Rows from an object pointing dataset
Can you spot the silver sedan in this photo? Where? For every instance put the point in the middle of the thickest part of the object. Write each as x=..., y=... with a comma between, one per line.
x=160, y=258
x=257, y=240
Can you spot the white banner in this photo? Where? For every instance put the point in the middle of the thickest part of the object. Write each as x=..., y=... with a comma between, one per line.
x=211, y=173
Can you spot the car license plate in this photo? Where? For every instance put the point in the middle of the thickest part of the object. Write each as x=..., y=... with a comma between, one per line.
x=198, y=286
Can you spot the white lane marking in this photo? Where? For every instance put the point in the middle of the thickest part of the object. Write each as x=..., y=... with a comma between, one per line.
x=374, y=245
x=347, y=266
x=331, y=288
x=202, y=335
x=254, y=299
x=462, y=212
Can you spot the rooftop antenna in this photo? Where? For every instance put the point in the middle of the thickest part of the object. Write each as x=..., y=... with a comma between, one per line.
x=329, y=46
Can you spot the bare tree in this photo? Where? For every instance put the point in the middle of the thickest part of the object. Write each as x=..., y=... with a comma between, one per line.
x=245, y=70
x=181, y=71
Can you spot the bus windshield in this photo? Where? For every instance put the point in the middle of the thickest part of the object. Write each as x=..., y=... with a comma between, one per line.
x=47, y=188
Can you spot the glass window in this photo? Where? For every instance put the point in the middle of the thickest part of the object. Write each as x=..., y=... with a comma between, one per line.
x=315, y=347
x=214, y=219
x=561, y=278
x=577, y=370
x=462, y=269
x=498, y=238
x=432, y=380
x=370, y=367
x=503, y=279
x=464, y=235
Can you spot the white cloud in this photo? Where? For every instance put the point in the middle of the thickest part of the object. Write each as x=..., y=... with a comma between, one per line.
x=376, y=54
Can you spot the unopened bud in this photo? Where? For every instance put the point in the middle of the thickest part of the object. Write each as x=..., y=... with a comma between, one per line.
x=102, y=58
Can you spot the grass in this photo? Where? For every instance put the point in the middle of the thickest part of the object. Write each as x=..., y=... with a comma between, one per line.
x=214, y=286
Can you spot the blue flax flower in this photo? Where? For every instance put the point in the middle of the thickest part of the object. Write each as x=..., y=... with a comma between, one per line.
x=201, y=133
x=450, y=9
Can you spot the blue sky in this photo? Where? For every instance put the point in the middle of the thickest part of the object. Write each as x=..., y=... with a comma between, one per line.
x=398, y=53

EXERCISE GOAL: Copy out the lines above, switching every "thickest part" to "widest part" and leaving the rest untouched.

COMPLETE RESPONSE:
Can you spot the silver sedan in this photo? Where? For every instance put the point in the middle of the widest part of the object. Write each as x=..., y=... with a comma between, one per line.
x=160, y=258
x=257, y=240
Can you spot the white banner in this photo? Where? For every instance put the point in the middle of the widest part of the object. Write each as x=..., y=... with a comma between, one per line.
x=211, y=173
Can you spot the car license plate in this photo? Where? For every instance put the point in the middle of the widest part of the object. Write each as x=..., y=... with a comma between, one per line.
x=198, y=286
Can you spot the white lane marking in this photo? Where? For every instance put the point in the middle of the widest part of the object. Write each as x=..., y=... with a comma between, one per line.
x=374, y=245
x=347, y=266
x=331, y=288
x=202, y=335
x=254, y=299
x=462, y=212
Can you spot the rooftop antenna in this photo? Where? For every instance put the point in the middle of the widest part of the object. Write each as x=..., y=... with a comma between, one per line.
x=329, y=46
Can you spot the bare tree in this photo? Where? For every instance put the point in the middle of the widest part of the object. Write each as x=..., y=... with a comma between, one per line.
x=245, y=70
x=181, y=71
Can you spot the bus windshield in this photo? Where? For every instance put the point in the middle of the widest part of the object. Write each as x=..., y=... with a comma between, one per line.
x=47, y=188
Can you spot the glass window in this photo? Where? For every instance put the point in the middle of the widest part of the object. Write each as x=..., y=... with a comma between, one per line.
x=315, y=347
x=214, y=219
x=561, y=278
x=577, y=370
x=462, y=269
x=498, y=238
x=432, y=380
x=370, y=367
x=503, y=279
x=464, y=235
Can you spot the white cloud in this photo? Where? For every instance put the point in the middle of the widest part of the object. Write each as x=..., y=... with a comma between, one per line.
x=376, y=54
Can you spot the unopened bud in this photo? Where? For every instance put the point in the middle of the widest part of the object. Write each as x=..., y=... with a comma between, one per line.
x=102, y=58
Can you spot the grass in this photo? Where? For every instance put the point in the middle of the widest part of the object. Write each as x=..., y=... with a comma between, one per line.
x=214, y=286
Can you spot the blue flax flower in this photo? Where? For every instance put the point in the middle of the widest part of the object. Write each as x=..., y=... with a comma between, one per line.
x=201, y=133
x=450, y=9
Can you spot the blue sky in this photo? Where? For every instance put the point in the middle of the widest part of the object. Write each as x=..., y=... with a comma between, one per line.
x=398, y=53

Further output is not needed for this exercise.